WHAT THE TASK REQUIRES -
Please return the full listing exactly as written, with the images removed.

DATA EXCERPTS -
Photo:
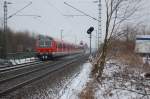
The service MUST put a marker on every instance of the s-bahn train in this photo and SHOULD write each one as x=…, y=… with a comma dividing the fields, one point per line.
x=48, y=48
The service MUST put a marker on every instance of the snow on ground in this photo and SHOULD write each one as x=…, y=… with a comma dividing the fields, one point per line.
x=118, y=83
x=21, y=61
x=77, y=84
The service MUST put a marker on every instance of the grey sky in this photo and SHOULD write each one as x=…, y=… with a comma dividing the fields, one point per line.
x=52, y=20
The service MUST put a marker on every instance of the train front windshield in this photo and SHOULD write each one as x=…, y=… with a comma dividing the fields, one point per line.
x=45, y=42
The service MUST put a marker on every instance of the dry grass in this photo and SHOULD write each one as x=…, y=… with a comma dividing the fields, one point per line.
x=87, y=93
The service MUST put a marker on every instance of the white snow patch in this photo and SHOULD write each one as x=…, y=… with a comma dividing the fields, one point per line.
x=113, y=88
x=77, y=84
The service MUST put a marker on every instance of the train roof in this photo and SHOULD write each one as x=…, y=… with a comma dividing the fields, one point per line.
x=57, y=40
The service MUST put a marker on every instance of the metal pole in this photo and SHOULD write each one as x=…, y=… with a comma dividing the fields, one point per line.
x=90, y=43
x=5, y=16
x=5, y=30
x=61, y=31
x=99, y=24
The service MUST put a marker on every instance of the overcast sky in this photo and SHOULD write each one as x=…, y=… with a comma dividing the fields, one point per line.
x=52, y=18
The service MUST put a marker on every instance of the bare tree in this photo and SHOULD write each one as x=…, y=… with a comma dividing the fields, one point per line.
x=117, y=13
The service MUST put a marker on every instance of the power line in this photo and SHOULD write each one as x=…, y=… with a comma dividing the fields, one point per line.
x=81, y=11
x=20, y=10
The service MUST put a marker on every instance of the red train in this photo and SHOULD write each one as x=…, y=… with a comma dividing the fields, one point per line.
x=48, y=48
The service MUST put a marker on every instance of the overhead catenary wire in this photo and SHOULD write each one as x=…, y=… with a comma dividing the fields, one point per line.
x=81, y=11
x=19, y=10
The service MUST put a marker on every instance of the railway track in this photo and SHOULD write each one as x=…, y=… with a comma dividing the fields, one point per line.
x=12, y=83
x=14, y=67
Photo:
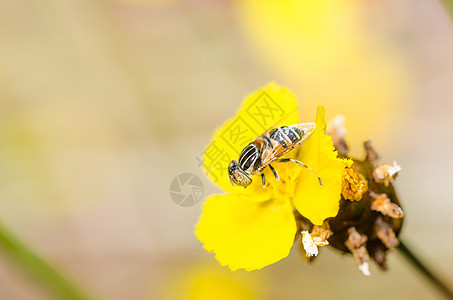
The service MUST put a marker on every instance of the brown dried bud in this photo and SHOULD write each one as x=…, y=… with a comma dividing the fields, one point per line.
x=383, y=205
x=354, y=183
x=384, y=173
x=370, y=216
x=336, y=130
x=356, y=243
x=386, y=234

WRITTEN RESPONSE -
Photo:
The service MUST put a marker on every instance of the s-bahn train in this photo and SHOULD write each one as x=…, y=… with a comma dividing the fields, one point per line.
x=48, y=48
The service MUST put a marker on every instance of the snow on ground in this photo and SHOULD write each one as x=…, y=… with a comma dividing the fields, one point per line.
x=118, y=83
x=21, y=61
x=77, y=84
The service MUST put a marker on every instance of the grey sky in this photo and SHOULD write each one as x=…, y=… with a comma dividing the fields, one point per line.
x=52, y=20
The service MUST put a marker on every instance of the train front windshield in this photo and SHOULD write each one as x=…, y=… with a comma dividing the fields, one point per line.
x=45, y=42
The service MUST put a marker on every instance of the dry grass in this photo and SHOULD write each one as x=…, y=… with a comma dividing the fields, one point per line.
x=87, y=93
The service MUST put a marker on every instance of the white snow patch in this photo and SHOULD write each one as x=…, y=… with a comma dividing the fields, one point per line.
x=113, y=88
x=77, y=84
The service MUST put a marker on every instance of the train roof in this photo and SHOULD write each one as x=…, y=… with a comma dividing the fields, one point per line.
x=57, y=40
The service MUST put a marker on every instance of the metal pole in this photo and SHOULD write each one as x=…, y=… with a comma dividing the fields, one point per line.
x=90, y=43
x=5, y=16
x=5, y=30
x=61, y=31
x=99, y=24
The service MUST put a marker on every instance of the overcast sky in this photo and SHOULD write each one as x=…, y=… with a comma dividing the fields, one point per line.
x=52, y=18
The service MUST put a marker on every instance of the bare tree in this photo and SHOULD write each one as x=…, y=… with a comma dividing the fields, one point per line.
x=117, y=13
The service MUST put a marker on every instance of the power line in this photo and SHOULD write each one as x=…, y=… with a comma dividing the fields, one point per line.
x=81, y=11
x=20, y=10
The service MUST put a marker on every instance of the red train in this photo and SHOULD write each one as x=…, y=… with a comma dividing the fields, one point per line.
x=48, y=48
The service MUST put a marker on every instance of the overhead catenary wire in this photo and SHOULD write each one as x=…, y=… with a comma dividing the fields, one point per line.
x=81, y=11
x=19, y=10
The service MUST put a marker on every instance of the railway track in this photo and SHOULD write each one as x=…, y=… with a comma dividing the fields, one point per line.
x=12, y=83
x=14, y=67
Photo:
The service MUST put a marker on every instance of the brown dried bud in this photo and SHOULD write each one as x=…, y=… with a comma dividing the fields, one point per line.
x=383, y=205
x=354, y=183
x=384, y=173
x=370, y=216
x=336, y=130
x=356, y=243
x=386, y=234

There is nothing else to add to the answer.